Each line below should be repeated exactly as it stands.

******

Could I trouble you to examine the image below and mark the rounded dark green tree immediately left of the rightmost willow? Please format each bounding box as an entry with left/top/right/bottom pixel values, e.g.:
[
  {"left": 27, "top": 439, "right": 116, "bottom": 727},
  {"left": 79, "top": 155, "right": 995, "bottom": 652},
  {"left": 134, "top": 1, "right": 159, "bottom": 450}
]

******

**WRITTEN RESPONSE**:
Could I trouble you to examine the image below and mark the rounded dark green tree immediately left of the rightmost willow? Please format each bounding box as an entry with left/top/right/bottom pixel values, e.g.:
[
  {"left": 27, "top": 439, "right": 116, "bottom": 727},
  {"left": 79, "top": 155, "right": 995, "bottom": 652},
  {"left": 134, "top": 1, "right": 159, "bottom": 450}
]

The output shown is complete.